*What is being asked:*
Lines before the one containing "the girl's blonde" are excluded; reproduce that line and all lines after it in the entries below, exactly.

*Record excerpts:*
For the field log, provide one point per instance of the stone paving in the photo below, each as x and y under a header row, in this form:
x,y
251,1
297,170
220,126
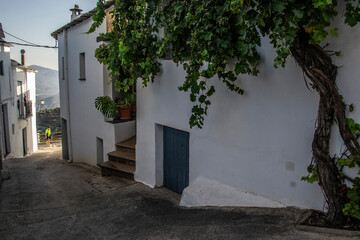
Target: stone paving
x,y
48,198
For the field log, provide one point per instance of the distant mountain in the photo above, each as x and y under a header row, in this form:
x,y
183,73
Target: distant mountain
x,y
47,87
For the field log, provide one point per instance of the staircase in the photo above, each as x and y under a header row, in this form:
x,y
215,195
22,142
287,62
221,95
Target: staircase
x,y
122,161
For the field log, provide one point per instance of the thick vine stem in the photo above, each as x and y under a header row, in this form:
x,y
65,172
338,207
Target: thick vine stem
x,y
318,67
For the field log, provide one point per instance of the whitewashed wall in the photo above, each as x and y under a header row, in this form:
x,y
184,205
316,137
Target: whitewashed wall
x,y
16,125
84,121
259,142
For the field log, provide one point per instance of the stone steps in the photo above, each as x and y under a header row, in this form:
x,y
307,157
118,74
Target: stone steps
x,y
122,161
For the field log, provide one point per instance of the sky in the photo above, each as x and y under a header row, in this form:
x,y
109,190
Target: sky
x,y
34,21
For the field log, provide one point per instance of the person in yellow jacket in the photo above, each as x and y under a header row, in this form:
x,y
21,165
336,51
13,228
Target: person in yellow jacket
x,y
48,135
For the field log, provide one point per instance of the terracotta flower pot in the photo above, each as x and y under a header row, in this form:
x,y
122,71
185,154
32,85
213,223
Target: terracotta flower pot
x,y
125,112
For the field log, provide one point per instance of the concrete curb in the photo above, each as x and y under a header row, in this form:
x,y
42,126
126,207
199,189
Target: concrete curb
x,y
90,168
330,231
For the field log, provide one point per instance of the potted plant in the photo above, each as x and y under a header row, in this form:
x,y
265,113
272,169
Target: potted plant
x,y
106,106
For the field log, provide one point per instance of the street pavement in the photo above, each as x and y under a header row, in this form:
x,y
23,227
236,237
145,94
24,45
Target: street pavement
x,y
48,198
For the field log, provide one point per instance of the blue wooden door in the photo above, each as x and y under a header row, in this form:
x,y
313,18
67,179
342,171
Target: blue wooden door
x,y
176,159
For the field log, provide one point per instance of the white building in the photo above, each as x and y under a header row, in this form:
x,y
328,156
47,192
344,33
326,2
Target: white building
x,y
253,149
17,103
87,135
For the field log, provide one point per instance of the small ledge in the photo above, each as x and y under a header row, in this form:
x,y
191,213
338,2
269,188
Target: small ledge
x,y
102,39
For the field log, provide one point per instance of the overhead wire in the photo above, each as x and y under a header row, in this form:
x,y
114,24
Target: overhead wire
x,y
27,43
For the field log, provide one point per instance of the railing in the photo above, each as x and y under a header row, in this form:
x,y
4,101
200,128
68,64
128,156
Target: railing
x,y
25,109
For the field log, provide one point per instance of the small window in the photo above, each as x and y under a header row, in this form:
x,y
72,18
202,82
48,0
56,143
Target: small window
x,y
82,66
1,68
62,68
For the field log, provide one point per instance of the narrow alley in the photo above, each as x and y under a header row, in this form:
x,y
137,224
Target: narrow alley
x,y
48,198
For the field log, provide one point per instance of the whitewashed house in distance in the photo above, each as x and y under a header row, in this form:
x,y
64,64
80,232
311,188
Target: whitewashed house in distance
x,y
253,149
17,105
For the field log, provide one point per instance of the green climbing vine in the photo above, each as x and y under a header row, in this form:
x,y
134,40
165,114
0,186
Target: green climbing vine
x,y
220,39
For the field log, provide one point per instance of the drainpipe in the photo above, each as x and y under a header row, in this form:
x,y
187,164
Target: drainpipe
x,y
1,135
22,57
66,63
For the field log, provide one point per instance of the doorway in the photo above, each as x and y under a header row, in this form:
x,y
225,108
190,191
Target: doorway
x,y
5,127
24,141
176,159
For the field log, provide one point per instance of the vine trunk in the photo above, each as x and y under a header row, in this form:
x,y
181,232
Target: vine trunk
x,y
318,67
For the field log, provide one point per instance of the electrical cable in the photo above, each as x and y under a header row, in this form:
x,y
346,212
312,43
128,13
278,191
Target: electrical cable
x,y
29,44
19,38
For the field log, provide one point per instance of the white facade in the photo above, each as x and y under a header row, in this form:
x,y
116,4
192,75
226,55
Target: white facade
x,y
85,131
17,105
258,143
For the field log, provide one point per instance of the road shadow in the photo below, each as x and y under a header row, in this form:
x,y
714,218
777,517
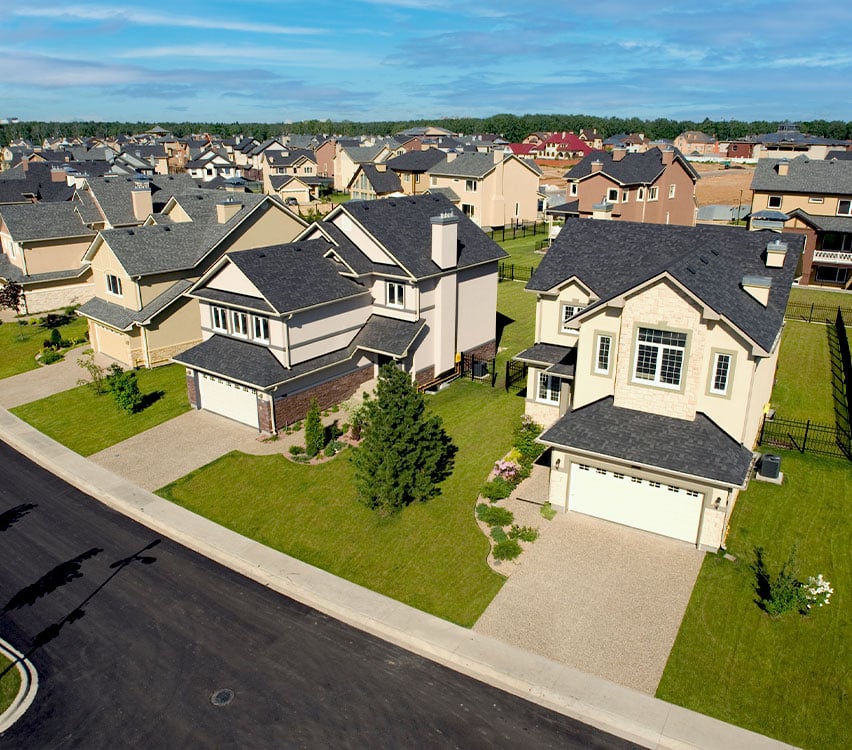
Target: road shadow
x,y
9,518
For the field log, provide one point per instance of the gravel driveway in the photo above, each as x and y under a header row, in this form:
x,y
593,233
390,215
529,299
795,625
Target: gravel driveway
x,y
600,597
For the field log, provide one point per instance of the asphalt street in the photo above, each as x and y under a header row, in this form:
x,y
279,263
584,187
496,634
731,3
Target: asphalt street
x,y
137,639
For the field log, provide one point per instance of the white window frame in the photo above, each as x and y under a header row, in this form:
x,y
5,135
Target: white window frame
x,y
239,323
219,318
260,328
659,356
568,312
720,375
113,284
394,294
548,389
603,353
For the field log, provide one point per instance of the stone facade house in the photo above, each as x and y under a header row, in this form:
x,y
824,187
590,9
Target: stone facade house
x,y
407,280
653,364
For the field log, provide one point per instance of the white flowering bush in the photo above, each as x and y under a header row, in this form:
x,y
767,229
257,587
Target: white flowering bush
x,y
818,591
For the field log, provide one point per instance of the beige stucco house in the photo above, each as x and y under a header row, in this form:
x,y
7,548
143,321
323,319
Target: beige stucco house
x,y
406,280
138,315
654,360
493,189
812,197
654,186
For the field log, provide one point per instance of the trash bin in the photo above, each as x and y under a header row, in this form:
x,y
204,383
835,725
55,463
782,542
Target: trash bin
x,y
770,466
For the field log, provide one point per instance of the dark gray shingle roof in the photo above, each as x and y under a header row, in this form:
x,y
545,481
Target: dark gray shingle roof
x,y
698,448
612,257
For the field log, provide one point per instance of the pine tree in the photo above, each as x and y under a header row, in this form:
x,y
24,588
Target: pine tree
x,y
314,432
405,452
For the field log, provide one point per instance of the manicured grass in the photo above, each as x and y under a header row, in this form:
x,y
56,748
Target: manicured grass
x,y
789,678
803,384
19,344
9,684
87,422
431,556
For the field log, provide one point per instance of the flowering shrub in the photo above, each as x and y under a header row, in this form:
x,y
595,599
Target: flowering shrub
x,y
507,469
817,591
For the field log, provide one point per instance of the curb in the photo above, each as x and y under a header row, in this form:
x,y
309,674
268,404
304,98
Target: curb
x,y
592,700
27,690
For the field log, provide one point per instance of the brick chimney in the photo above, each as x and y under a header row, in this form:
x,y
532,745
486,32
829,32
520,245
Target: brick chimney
x,y
141,201
445,232
227,209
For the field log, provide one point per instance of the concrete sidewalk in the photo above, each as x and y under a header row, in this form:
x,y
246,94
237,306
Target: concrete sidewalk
x,y
595,701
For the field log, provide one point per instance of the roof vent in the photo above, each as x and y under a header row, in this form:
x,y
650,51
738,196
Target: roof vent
x,y
776,252
758,287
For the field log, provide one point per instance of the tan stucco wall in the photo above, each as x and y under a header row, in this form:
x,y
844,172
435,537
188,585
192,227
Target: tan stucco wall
x,y
55,255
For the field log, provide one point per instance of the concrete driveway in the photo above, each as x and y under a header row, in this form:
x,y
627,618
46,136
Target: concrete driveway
x,y
597,596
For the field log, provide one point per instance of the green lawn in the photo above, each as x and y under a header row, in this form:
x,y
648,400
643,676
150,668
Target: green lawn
x,y
9,684
431,556
803,388
19,344
789,678
88,423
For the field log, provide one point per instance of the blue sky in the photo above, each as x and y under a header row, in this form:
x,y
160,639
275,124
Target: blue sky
x,y
273,61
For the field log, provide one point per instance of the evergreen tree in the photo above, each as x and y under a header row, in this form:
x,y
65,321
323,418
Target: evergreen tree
x,y
314,432
405,452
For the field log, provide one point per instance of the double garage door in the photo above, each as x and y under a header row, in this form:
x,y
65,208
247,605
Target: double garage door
x,y
634,501
228,399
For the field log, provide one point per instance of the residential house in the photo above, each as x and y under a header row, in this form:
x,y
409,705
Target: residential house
x,y
696,143
653,364
493,189
42,249
406,280
812,197
657,186
138,315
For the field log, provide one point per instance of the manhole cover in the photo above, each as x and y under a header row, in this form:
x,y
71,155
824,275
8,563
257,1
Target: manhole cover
x,y
222,697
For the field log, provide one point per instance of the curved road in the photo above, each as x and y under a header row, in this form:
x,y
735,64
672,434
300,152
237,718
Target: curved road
x,y
132,635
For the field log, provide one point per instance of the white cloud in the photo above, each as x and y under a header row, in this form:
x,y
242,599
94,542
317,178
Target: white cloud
x,y
147,18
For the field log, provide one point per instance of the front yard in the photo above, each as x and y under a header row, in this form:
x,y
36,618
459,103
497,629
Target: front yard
x,y
20,343
431,556
87,423
786,677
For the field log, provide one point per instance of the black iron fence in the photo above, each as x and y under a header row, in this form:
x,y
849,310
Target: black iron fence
x,y
813,312
516,375
806,437
517,229
513,272
479,369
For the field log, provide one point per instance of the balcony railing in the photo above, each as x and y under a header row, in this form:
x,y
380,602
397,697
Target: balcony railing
x,y
832,256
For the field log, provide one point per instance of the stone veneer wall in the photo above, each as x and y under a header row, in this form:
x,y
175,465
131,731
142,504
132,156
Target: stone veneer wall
x,y
294,408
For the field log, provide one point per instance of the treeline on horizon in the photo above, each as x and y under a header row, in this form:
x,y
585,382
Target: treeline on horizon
x,y
513,128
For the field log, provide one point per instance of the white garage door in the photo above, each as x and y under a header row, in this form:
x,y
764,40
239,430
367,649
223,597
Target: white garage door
x,y
228,399
652,506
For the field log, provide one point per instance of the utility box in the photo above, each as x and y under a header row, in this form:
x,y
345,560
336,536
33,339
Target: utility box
x,y
770,466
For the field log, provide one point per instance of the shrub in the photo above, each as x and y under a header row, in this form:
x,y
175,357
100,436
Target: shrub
x,y
494,515
508,549
314,433
497,489
49,356
524,533
547,511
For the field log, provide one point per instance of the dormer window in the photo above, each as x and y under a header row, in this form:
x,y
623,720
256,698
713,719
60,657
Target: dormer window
x,y
113,284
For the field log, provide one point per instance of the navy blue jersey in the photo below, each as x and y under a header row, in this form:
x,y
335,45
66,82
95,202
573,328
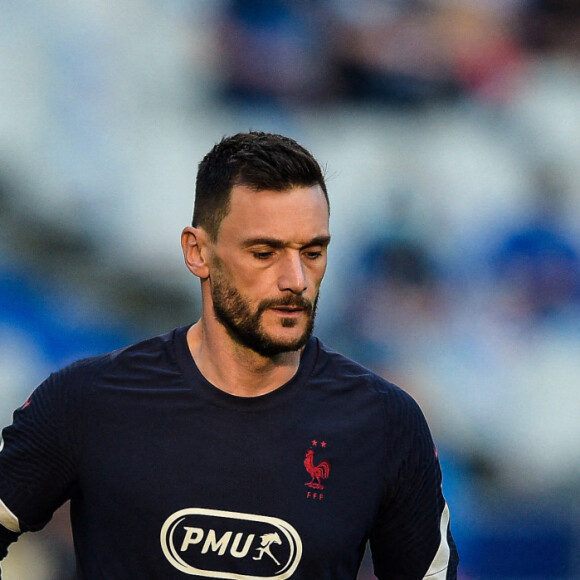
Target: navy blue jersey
x,y
170,477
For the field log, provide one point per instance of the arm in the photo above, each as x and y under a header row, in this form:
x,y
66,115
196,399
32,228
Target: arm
x,y
37,463
411,538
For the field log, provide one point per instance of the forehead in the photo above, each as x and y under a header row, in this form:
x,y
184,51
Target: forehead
x,y
298,214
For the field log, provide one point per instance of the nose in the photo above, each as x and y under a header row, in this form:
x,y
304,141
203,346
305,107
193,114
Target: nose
x,y
291,276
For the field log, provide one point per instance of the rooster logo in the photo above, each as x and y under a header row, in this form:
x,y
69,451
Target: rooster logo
x,y
316,472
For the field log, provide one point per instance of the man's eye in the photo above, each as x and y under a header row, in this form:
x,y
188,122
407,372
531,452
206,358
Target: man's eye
x,y
262,255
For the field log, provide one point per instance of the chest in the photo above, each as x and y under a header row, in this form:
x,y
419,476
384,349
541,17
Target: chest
x,y
218,489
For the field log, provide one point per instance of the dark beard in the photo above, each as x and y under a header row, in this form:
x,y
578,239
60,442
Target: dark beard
x,y
244,326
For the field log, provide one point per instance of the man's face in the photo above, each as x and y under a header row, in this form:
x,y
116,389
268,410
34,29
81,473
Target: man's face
x,y
267,266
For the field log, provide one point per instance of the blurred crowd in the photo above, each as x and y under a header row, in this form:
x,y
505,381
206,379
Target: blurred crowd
x,y
451,131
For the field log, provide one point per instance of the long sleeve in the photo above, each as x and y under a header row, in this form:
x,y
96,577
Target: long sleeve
x,y
37,461
411,538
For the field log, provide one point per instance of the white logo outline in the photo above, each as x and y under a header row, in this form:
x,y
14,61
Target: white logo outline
x,y
288,531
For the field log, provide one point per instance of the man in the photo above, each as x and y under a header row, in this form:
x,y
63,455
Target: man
x,y
240,446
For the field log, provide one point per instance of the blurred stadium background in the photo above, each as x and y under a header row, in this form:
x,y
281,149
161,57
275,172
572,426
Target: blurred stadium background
x,y
450,130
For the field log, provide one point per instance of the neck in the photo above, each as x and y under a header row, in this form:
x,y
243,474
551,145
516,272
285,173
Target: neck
x,y
236,369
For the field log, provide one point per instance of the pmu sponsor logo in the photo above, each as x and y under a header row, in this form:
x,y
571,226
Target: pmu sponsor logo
x,y
230,545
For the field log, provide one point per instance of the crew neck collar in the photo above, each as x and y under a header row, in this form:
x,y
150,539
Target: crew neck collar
x,y
200,385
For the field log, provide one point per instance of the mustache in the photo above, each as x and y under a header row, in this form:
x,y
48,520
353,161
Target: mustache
x,y
289,301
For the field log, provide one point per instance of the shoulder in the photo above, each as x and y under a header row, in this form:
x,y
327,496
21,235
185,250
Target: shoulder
x,y
130,364
347,374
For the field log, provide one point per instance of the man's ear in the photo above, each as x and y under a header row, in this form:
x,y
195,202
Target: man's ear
x,y
193,243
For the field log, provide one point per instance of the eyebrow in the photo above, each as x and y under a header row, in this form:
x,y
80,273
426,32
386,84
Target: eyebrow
x,y
278,244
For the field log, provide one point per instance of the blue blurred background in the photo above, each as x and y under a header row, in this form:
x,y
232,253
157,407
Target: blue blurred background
x,y
450,133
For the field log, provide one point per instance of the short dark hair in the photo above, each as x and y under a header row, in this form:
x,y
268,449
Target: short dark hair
x,y
257,160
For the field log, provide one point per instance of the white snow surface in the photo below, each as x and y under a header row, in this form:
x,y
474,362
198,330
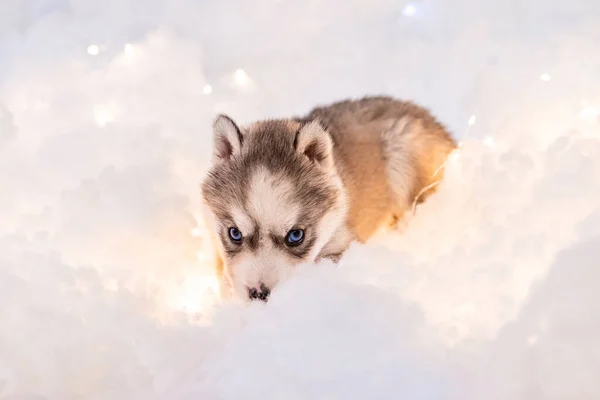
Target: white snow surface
x,y
492,292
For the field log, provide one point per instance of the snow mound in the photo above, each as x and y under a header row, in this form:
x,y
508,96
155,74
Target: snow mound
x,y
105,285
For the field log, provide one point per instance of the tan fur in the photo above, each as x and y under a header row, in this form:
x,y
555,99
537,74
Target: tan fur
x,y
345,171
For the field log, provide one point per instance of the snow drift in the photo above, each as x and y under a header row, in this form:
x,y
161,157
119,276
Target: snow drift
x,y
105,290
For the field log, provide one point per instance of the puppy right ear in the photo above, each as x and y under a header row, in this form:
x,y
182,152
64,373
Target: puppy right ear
x,y
227,138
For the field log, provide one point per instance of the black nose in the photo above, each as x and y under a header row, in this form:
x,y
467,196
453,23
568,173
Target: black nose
x,y
259,294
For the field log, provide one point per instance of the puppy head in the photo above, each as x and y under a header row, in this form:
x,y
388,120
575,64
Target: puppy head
x,y
274,198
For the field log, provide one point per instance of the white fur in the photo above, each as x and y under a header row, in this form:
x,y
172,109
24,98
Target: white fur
x,y
269,201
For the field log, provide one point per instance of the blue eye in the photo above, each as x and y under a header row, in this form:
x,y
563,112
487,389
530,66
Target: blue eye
x,y
235,234
294,237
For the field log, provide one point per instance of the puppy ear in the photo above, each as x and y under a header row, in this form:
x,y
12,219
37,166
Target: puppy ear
x,y
227,138
315,143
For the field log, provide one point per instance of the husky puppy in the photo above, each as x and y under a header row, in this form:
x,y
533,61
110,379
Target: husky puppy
x,y
286,191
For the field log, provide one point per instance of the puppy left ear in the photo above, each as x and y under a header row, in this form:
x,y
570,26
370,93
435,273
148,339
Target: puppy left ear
x,y
227,138
315,143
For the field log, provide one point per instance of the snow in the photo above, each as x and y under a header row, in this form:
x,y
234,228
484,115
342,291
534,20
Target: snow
x,y
105,287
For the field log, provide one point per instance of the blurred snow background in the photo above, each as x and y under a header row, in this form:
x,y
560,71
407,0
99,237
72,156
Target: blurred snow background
x,y
105,111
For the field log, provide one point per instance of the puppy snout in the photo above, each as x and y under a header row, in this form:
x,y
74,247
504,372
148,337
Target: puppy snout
x,y
262,293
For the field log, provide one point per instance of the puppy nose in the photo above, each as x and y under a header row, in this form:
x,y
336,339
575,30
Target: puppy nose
x,y
259,294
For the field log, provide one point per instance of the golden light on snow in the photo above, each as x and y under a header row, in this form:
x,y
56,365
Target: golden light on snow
x,y
489,141
103,115
196,232
241,78
93,50
589,112
197,293
532,340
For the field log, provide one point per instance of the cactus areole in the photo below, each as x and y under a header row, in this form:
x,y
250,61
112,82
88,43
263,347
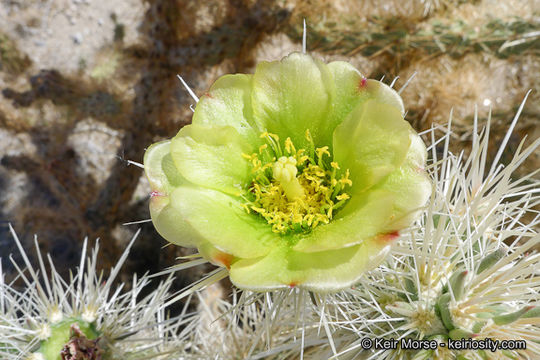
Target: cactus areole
x,y
300,174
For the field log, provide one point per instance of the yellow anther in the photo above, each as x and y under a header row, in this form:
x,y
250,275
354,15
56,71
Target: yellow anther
x,y
322,151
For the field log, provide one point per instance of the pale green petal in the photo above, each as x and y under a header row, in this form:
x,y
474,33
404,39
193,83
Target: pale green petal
x,y
228,103
323,271
221,220
371,142
160,169
370,214
212,157
291,95
169,223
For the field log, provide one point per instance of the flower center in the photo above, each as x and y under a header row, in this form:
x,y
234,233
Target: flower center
x,y
295,190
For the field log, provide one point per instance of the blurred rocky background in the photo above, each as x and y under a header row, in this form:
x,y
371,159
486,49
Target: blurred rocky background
x,y
88,84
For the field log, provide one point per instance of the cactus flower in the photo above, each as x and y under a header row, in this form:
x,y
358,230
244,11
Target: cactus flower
x,y
300,174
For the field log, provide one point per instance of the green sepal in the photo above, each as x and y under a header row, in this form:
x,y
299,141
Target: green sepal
x,y
457,334
491,260
444,311
410,286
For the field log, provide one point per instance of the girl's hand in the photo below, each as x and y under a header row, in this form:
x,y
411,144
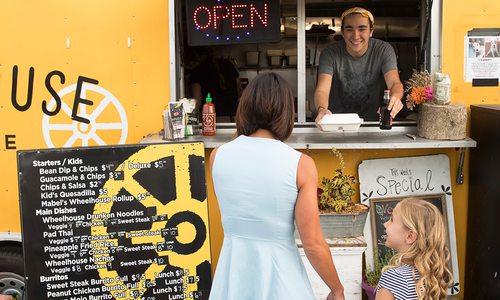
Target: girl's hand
x,y
335,296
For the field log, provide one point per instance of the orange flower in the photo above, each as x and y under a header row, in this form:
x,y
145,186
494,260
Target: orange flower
x,y
418,95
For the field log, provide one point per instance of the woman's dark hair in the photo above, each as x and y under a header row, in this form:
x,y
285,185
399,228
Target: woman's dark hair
x,y
266,103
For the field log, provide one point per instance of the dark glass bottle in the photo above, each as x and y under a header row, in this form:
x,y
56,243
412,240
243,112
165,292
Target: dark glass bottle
x,y
385,113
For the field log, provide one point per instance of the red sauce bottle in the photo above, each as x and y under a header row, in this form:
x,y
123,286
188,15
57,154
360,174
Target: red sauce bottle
x,y
208,117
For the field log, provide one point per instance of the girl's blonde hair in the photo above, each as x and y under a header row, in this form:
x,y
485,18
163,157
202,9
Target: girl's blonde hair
x,y
429,253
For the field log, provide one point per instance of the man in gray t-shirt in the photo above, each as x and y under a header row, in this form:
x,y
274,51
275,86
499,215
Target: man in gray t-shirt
x,y
352,71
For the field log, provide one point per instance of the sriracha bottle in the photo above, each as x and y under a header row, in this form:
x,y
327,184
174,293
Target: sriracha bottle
x,y
208,117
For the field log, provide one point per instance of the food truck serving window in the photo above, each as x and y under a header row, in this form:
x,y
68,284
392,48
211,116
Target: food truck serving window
x,y
217,22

*Response to the exercise:*
For the field log, provide one point per instance of the girl's blonde hair in the photo above, each as x and y under a header row, in this form:
x,y
485,18
163,157
202,9
Target: girl's blonde hair
x,y
429,253
For the field log, provide one point per instance of the man in gray t-shirt in the photo above, each as x and y under a header row, in this form:
x,y
274,51
275,86
499,215
Target: man in gray t-shirt
x,y
352,71
For the field log, provide one point per instance of the sriracha bottle in the photo above, each as x and y under a header row, in this form:
x,y
327,184
174,293
Target: sriracha bottle
x,y
208,117
For the field log, provide one point per instance of the food truck serving window in the photo above, each as x and y under a header row, in this form:
x,y
68,284
392,48
211,116
Target: food truck serving window
x,y
217,22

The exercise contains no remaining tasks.